[What you are asked to do] What follows are records. Restate all of them word for word.

[BEGIN Data records]

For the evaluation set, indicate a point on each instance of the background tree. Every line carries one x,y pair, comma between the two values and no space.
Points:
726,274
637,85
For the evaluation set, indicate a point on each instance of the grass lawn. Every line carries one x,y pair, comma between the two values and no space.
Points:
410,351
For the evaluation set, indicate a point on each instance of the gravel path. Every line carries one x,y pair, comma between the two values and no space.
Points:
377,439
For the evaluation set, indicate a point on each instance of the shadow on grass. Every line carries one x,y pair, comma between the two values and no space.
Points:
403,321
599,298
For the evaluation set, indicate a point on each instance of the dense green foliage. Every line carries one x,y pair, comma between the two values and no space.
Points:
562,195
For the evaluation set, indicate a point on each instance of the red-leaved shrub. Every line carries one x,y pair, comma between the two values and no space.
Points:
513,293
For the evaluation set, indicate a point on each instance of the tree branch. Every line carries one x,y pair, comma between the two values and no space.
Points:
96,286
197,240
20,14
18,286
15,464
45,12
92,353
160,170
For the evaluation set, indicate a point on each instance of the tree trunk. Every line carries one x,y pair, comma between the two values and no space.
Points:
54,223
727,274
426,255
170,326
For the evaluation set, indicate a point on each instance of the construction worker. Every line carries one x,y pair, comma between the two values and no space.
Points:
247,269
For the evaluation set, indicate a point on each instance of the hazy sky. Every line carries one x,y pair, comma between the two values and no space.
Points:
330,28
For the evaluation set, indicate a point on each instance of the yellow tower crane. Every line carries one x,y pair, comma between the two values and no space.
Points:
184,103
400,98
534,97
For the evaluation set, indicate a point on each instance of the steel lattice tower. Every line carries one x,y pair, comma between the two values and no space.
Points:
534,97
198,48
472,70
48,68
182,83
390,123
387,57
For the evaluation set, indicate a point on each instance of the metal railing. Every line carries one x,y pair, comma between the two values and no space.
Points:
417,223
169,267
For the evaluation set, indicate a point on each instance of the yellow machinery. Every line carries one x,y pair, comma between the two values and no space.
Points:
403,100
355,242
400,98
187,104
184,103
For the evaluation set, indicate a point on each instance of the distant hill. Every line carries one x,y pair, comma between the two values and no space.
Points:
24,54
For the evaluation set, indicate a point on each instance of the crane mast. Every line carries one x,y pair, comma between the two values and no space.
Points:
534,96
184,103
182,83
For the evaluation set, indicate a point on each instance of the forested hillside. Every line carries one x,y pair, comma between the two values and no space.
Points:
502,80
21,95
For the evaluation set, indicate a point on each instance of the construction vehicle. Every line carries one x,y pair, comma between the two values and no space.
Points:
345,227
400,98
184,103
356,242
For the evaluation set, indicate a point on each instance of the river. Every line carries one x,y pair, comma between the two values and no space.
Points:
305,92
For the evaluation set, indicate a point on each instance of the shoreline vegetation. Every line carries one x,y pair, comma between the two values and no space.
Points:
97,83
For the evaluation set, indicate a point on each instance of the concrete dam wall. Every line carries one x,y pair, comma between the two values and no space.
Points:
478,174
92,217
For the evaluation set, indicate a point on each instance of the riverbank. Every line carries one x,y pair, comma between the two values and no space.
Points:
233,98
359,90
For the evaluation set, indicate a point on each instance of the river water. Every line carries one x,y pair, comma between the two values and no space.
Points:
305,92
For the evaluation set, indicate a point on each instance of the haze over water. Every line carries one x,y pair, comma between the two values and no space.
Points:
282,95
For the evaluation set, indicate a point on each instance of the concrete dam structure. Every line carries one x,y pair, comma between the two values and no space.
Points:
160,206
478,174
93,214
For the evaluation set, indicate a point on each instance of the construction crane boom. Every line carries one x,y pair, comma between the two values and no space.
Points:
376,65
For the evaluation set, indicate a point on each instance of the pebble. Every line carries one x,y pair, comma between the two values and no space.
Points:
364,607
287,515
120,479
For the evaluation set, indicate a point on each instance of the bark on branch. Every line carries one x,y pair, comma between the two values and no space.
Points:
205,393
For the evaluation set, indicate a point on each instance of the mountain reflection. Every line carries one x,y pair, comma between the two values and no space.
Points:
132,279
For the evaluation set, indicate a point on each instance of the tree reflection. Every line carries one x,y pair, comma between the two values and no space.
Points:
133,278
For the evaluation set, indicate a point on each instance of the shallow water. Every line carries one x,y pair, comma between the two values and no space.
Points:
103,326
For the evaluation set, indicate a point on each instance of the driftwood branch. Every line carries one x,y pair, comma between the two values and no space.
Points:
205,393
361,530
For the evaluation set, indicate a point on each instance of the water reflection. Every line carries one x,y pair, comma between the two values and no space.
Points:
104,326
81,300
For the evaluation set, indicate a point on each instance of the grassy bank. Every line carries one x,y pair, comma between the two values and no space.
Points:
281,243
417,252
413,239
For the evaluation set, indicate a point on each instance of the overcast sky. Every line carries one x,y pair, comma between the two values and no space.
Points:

[END Data records]

[Worked answer]
For the evaluation set, indicate a point on each instance of the background tree. Every line carries one x,y pair, comma between the two values and no space.
Points:
726,274
637,85
For the evaluation set, indicate a point on each instance of the grass lawn. Every line carries one x,y pair, comma between the two values and no space.
Points:
410,351
For the evaluation set, indicate a point on each instance of the gravel path. Every line carries one x,y pair, comma between the two values and no space.
Points:
377,439
For the evaluation set, indicate a point on each instance of the shadow on grass. Every line carries one x,y pair, comma between the two values and no space.
Points:
403,321
599,298
For the evaluation set, indicate a point on each instance of the dense green foliage. Every line carries one x,y pair, comma between the two values and no space.
Points:
562,195
For the evaluation set, indicate a point on each instance of the red-leaved shrub. Every line carries one x,y pair, comma between the two values and no space.
Points:
513,293
For the evaluation set, indicate a point on each instance of the tree branch. Every line carries one x,y pair, comma between the two values and no space.
Points:
96,286
197,240
20,14
18,286
15,464
45,12
92,353
160,170
For the evaluation set, indicate a point on each instance of the tree trunk. Every line carries one x,y pair, comma between the two values and no space.
Points:
54,223
727,274
426,255
170,326
For the evaluation set, indicate a point on each instance of the construction worker. Every line carries one x,y pair, comma between the two values and no space.
Points:
247,269
For the evaluation set, indicate a point on each instance of the hazy sky. Every line carries one x,y pair, comma between the two values and no space.
Points:
330,28
For the evaluation set, indicate a point on each instance of the yellow tower crane. Every line carries one x,y pair, comma between the two values and no space.
Points:
184,103
400,98
534,97
For the evaluation set, indicate a point on each instance of the steel lattice tower. Every line carries one x,y pair, comma between the two values and no space.
Points:
534,97
198,48
472,70
48,68
182,83
390,123
387,57
For the evaluation set, indicate a point on each instance of the metal railing. Every line carries one x,y pair, comma between the two values and no space.
Points:
417,223
169,267
For the evaluation set, indicate a point on each instance of the yellow machinery. Every line carries one x,y pair, comma between the two values and no space.
Points:
403,100
355,242
400,98
187,104
184,103
For the evaluation set, indicate a point on each instance of the distant hill. Every line carries one x,y pair, comma between the two values and no space.
Points:
24,54
For the evaluation set, indicate a point on each instance of the crane mast. Every line carries one x,y pair, comma between the two values and no space.
Points:
534,96
184,103
182,83
For the evaluation set, indicate a point on each instance of the forested hillside. Every line carries one x,y pair, comma between the two values and no space.
Points:
502,80
21,95
For the evaluation set, indicate a point on each instance of the construction vehicle. Every line carries one x,y pair, comma between the two values and no space.
Points:
345,227
400,98
184,103
356,242
For the evaluation set, indicate a point on each instance of the river. Every line carries one x,y pair, comma between the two values and no space.
Points:
305,92
For the evaluation set, indicate a point on each instance of the shoreline vegetation. Every line carries one x,y pair, comma between the two values and no space.
Points:
97,83
For the evaluation set, indicate a point on each instance of the concrete dam wall. Every line carries one x,y pair, comma between the two values and no space.
Points:
478,174
92,217
For the evaluation set, indicate a point on each instance of the riverbank. Every line carries one x,y pair, comma between the two values and no space.
Points:
233,98
359,90
For the evaluation set, indicate a point on each instance of the river water. Every line carries one x,y pair, comma between the two values and no space.
Points:
305,92
For the evaluation set, indicate a point on each instance of the haze over water. Every line carries one x,y pair, comma between the two values and no space.
Points:
282,95
For the evaluation set, indicate a point on each instance of the concrete dam structure. Every line carries one x,y pair, comma between the two values and no space.
Points:
160,206
478,174
93,214
For the evaluation set, indicate a point on each instance of the construction crane boom. Every line carries one x,y pair, comma between the two values and no space.
Points:
376,65
For the evaluation set, indicate a point on each instance of the pebble. Every line carries one x,y pair, comma between the two values and no space.
Points:
364,607
287,515
120,479
For the evaluation set, indicate a point on each instance of the bark on branch. Every line carries one x,y pair, comma between the two values and no space.
Points:
205,393
For the evaluation set, indicate a point on each instance of the mountain reflection. Every line carries one x,y pair, comma between the two values and no space.
Points:
132,279
For the evaluation set, indicate a point on each instance of the tree reflection. Every line carries one x,y pair, comma between the two values and no space.
Points:
133,278
For the evaluation set, indicate a point on each instance of the shallow water. Every line carries one x,y pair, comma between the two values and no space.
Points:
103,326
For the evaluation set, indicate a point on each instance of the driftwood branch. Every line carries one x,y pair, comma between the two values and no space.
Points:
205,393
361,530
For the evaluation set, indicate a point on each instance of the water reflection. Every line carries one x,y pair, comma between the two values and no space.
Points:
104,326
81,300
For the evaluation set, indicate a point on each instance of the grassy bank. Every line carries one x,y pair, comma between the two values and no space.
Points:
281,243
417,252
413,239
For the evaluation set, indicate a point on each instance of the overcast sky. Every line carries one x,y pair, comma between the two values and no space.
Points:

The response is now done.